Aim
Reproduce the listing below line for line, changing nothing.
--- start of Raw data ---
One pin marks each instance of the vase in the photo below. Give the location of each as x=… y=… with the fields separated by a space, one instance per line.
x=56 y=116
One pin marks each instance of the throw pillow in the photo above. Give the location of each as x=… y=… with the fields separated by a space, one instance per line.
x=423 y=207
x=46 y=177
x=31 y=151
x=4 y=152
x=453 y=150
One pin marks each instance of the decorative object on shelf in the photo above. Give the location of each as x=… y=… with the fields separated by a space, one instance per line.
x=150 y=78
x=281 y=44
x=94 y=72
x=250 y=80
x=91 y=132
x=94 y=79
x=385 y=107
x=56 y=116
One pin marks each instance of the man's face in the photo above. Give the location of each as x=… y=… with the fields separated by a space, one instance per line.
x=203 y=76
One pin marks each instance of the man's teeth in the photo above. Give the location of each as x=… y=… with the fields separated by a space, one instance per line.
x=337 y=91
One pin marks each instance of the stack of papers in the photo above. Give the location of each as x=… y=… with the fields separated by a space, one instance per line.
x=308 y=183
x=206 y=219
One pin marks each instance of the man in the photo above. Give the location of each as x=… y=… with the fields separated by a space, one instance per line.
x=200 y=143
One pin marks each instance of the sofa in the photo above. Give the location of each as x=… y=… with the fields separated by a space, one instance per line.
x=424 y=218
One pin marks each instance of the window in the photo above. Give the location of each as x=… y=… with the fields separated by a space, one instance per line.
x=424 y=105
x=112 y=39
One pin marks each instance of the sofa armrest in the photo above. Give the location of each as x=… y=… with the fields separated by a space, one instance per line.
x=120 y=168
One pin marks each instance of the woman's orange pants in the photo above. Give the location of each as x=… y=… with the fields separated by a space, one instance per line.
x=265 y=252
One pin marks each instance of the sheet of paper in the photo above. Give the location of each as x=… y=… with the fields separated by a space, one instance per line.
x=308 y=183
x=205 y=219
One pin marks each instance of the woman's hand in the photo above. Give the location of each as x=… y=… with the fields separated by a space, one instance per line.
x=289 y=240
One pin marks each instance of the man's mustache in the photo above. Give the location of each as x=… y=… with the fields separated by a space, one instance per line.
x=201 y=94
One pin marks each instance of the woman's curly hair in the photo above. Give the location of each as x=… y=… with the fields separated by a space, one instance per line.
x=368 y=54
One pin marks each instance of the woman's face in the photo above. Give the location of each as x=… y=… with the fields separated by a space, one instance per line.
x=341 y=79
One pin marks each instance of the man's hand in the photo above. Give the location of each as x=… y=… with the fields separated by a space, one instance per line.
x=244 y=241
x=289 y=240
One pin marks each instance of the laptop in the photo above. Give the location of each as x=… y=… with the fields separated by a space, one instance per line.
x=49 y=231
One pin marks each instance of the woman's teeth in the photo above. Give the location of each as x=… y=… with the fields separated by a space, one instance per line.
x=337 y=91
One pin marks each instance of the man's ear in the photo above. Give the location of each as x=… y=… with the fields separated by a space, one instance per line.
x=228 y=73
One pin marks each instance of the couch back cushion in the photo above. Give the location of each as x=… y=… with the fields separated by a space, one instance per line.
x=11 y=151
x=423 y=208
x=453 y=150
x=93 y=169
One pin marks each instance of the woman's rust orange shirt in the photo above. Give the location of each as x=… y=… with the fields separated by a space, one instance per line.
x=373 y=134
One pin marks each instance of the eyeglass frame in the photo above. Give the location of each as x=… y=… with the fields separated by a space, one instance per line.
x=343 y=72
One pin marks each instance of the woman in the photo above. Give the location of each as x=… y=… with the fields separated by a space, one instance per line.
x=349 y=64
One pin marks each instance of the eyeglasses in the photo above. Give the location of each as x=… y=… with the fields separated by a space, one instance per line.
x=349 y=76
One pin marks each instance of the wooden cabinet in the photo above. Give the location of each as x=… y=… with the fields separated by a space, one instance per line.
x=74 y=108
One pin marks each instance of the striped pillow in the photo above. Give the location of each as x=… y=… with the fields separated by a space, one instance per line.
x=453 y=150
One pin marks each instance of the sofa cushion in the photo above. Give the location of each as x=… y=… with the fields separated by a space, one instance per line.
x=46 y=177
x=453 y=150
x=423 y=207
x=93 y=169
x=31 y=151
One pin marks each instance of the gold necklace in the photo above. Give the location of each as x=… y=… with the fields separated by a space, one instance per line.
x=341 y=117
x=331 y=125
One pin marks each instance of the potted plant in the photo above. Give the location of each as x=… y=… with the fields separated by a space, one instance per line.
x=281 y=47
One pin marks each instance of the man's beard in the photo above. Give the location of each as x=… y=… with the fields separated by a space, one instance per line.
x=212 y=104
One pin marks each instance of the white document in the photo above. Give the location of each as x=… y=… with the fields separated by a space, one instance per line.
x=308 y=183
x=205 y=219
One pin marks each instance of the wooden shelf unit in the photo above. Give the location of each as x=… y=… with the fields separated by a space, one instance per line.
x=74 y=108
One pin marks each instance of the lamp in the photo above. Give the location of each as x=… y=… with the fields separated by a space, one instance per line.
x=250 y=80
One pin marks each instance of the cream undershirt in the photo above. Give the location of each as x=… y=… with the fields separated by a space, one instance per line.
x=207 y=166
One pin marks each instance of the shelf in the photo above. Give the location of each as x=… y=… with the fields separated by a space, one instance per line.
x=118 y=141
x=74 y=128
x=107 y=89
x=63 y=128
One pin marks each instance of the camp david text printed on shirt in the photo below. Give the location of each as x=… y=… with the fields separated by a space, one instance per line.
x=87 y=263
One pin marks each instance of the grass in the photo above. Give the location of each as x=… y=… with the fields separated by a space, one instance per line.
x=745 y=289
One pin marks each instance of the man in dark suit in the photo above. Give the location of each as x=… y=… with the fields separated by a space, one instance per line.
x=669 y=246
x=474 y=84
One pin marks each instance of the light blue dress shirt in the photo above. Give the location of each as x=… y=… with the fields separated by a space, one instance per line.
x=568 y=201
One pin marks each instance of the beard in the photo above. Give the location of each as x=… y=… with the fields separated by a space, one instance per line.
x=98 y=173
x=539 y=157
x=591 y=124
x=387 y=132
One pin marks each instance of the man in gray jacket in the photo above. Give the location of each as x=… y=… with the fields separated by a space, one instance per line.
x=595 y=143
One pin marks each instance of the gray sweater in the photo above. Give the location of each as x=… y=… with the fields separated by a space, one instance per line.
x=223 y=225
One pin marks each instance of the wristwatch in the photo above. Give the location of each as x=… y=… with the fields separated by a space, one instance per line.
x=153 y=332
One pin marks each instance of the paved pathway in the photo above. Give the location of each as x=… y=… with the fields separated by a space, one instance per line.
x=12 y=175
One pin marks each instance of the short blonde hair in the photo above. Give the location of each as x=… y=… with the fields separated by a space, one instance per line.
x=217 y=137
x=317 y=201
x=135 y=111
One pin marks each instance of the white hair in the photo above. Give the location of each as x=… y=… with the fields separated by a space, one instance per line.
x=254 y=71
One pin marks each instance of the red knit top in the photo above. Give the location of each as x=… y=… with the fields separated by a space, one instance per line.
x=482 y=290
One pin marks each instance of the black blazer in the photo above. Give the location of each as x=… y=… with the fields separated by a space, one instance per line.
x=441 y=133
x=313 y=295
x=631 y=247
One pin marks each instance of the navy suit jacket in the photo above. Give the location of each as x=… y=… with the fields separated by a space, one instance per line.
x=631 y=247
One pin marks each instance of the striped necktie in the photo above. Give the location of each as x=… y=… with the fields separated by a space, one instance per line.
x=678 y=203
--- end of Raw data ---
Reply
One pin marks each instance of the vase in the photo below. Give the location of each as x=… y=… with the fields separated by a space, one instance per line.
x=56 y=116
One pin marks each instance of the throw pillow in the photo above. Give the location of each as x=… y=… with the fields separated by a space, one instance per line.
x=423 y=207
x=46 y=177
x=31 y=151
x=4 y=152
x=453 y=150
One pin marks each instance of the decorative object on shelf in the photo above. Give the location of each as x=… y=… with the fields separated by a space, one instance per line.
x=150 y=78
x=281 y=44
x=94 y=72
x=250 y=80
x=91 y=132
x=94 y=79
x=385 y=107
x=56 y=116
One pin marks each instance of the man's face in the photo above. Give the location of each as x=… y=… with the fields separated by a space, one instance per line.
x=203 y=76
One pin marks each instance of the man's teeth in the photo above. Give the location of each as x=… y=… with the fields separated by a space, one instance per line.
x=337 y=91
One pin marks each instance of the stack of papers in the photo above. Give the location of each as x=… y=… with the fields separated by a space, one instance per line.
x=308 y=183
x=206 y=219
One pin marks each instance of the man in the photo above. Give the location of each as x=… y=… with the fields separated by a space, one instance per line.
x=200 y=143
One pin marks each instance of the sofa in the photo above. Give the location of each as x=… y=… with the fields separated by a space, one instance per line.
x=424 y=218
One pin marks each instance of the window in the photo above. Give the location of each as x=… y=… with the fields separated by a space, one instance per line.
x=424 y=105
x=112 y=39
One pin marks each instance of the sofa armrest in the photo above. Give the location of each as x=… y=… with the fields separated by a space, one instance per line.
x=120 y=168
One pin marks each instance of the woman's orange pants in the photo above. Give the location of each as x=… y=… with the fields separated by a space, one instance per line.
x=265 y=252
One pin marks each instance of the sheet of paper in the photo above. Give the location of each as x=… y=… with the fields separated by a space, one instance per line.
x=308 y=183
x=205 y=219
One pin marks each instance of the woman's hand in the photo above. Give the location of each as x=… y=… with the fields separated by a space, one instance per line.
x=289 y=240
One pin marks each instance of the man's mustache in the photo above. Give the location of each as x=… y=… with the fields separated by a space, one instance per line.
x=201 y=94
One pin marks each instance of the woman's curly hair in the photo above. Give the location of each as x=… y=… with the fields separated by a space, one instance per line.
x=368 y=54
One pin marks each instance of the woman's face in the photo above. Give the location of each as x=… y=… with the fields separated by a space, one instance per line.
x=341 y=79
One pin marks each instance of the man's hand in the photo above. Give the location of each as x=… y=… with the fields separated by a space, one instance per line.
x=244 y=241
x=289 y=240
One pin marks each instance of the laptop in the photo above. Give the location of each as x=… y=… with the fields separated by a space, one instance per line.
x=49 y=231
One pin marks each instance of the woman's teeth in the photo above. Give the location of each as x=… y=… with the fields separated by a space, one instance per line.
x=337 y=91
One pin marks each instance of the man's ear in the photo above. Give the location of each as x=… y=… with the fields separated by a space, one instance per line.
x=228 y=73
One pin marks each instance of the couch back cushion in the photo above. Give the location of each as x=… y=… with the fields separated by a space, one instance per line.
x=11 y=151
x=423 y=208
x=453 y=150
x=93 y=169
One pin marks each instance of the woman's rust orange shirt in the photo above. Give the location of each as x=… y=… with the fields separated by a space, one instance per line.
x=373 y=134
One pin marks each instance of the eyeglass frame in the photo above. Give the location of each as x=… y=… with the fields separated by a space, one instance per line.
x=343 y=72
One pin marks each instance of the woman in the photo above. Give the location of each as x=… y=… with the fields separated by a space, one instance per line.
x=349 y=64
One pin marks each instance of the eyeglasses in the photo above. Give the location of each as x=… y=… with the fields separated by a space, one instance per line.
x=349 y=76
One pin marks each instance of the wooden cabinet in the photo above. Give the location of each as x=… y=… with the fields separated by a space, one instance per line.
x=74 y=108
One pin marks each instance of the striped pillow in the photo above. Give the location of each as x=… y=… with the fields separated by a space, one instance per line.
x=453 y=150
One pin marks each instance of the sofa cushion in the photo above. Give the location of each as x=… y=… with the fields separated by a space, one instance per line.
x=46 y=177
x=453 y=150
x=423 y=207
x=93 y=169
x=31 y=151
One pin marks each instance of the gold necklace in the photo above. Give the location of each as x=… y=… with the fields separated by a space, one instance per line.
x=341 y=117
x=331 y=125
One pin marks each instance of the potted plant in the photo above. Give the location of each as x=… y=… with the fields separated by a space, one instance per line.
x=281 y=47
One pin marks each instance of the man's beard in the photo above. Give the location of each as x=… y=… with the fields separated by a space, one instance per line.
x=212 y=104
One pin marks each instance of the white document in the photo above. Give the location of each as x=… y=… with the fields separated by a space, one instance per line.
x=308 y=183
x=205 y=219
One pin marks each instance of the wooden shelf unit in the photo above. Give the location of each as x=… y=… with the fields separated by a space, one instance per line.
x=74 y=108
One pin marks each instance of the lamp in the photo above. Give the location of each as x=… y=… with the fields separated by a space, one instance per line.
x=250 y=80
One pin marks each instance of the cream undershirt in the photo above. Give the location of each as x=… y=… with the fields separated by a space, one instance per line.
x=207 y=166
One pin marks each instance of the shelf in the photo above. Give the location of each as x=… y=… with the fields separated by a space, one instance per line.
x=118 y=141
x=74 y=128
x=107 y=89
x=63 y=128
One pin marks each instance of the camp david text printed on shirt in the photo below. Give the location of each as x=… y=… with the fields separated by a space, one instance per line.
x=87 y=263
One pin marks each instance of the grass in the photo above. Give the location of each as x=… y=… with the fields separated by a space, one instance per line.
x=745 y=289
One pin marks each instance of the man in dark suit in the photo above. Give the location of each as x=… y=… with the fields separated by a space, one instance per line.
x=669 y=246
x=474 y=84
One pin marks each instance of the light blue dress shirt in the photo above. Give the location of each as x=… y=… with the fields separated by a space, one instance per line.
x=568 y=201
One pin marks each instance of the beard in the photo above. Give the location of each as x=… y=… with the fields separated by a space, one instance per line.
x=98 y=173
x=539 y=157
x=591 y=124
x=387 y=132
One pin marks each instance of the man in gray jacket in the photo above. Give the location of each as x=… y=… with the fields separated by a space, one instance per line.
x=595 y=143
One pin marks each instance of the gray sweater in the photo above. Give the location of each as x=… y=… with the fields separated by a space, one instance per line.
x=223 y=225
One pin marks each instance of the wristwatch in the photo above. Give the location of each as x=… y=… with the fields separated by a space, one instance per line.
x=153 y=332
One pin marks each instance of the paved pathway in the photo above. Give the location of each as x=… y=… with the fields separated by a space, one instance per line.
x=12 y=175
One pin marks each instance of the short blonde hair in the photo above. Give the location of each as x=… y=… with the fields separated by a space, one instance per line.
x=217 y=137
x=317 y=201
x=135 y=111
One pin marks each instance of the white hair in the photo above. Give the location of each as x=… y=… with the fields separated by a space, one instance per line.
x=254 y=71
One pin marks each instance of the red knit top in the photo above. Give the location of each as x=… y=… with the fields separated by a space, one instance per line.
x=482 y=290
One pin marks each instance of the black blazer in the photo above. Give the location of each as x=… y=… with the fields separated by a space, one instance per line.
x=441 y=133
x=313 y=295
x=631 y=247
One pin marks each instance of the navy suit jacket in the photo above. Give the location of each as x=… y=… with the fields separated by a space, one instance per line.
x=631 y=247
One pin marks each instance of the striped necktie in the photo above. Give the location of each as x=… y=… with the fields separated by a space, one instance per line.
x=678 y=203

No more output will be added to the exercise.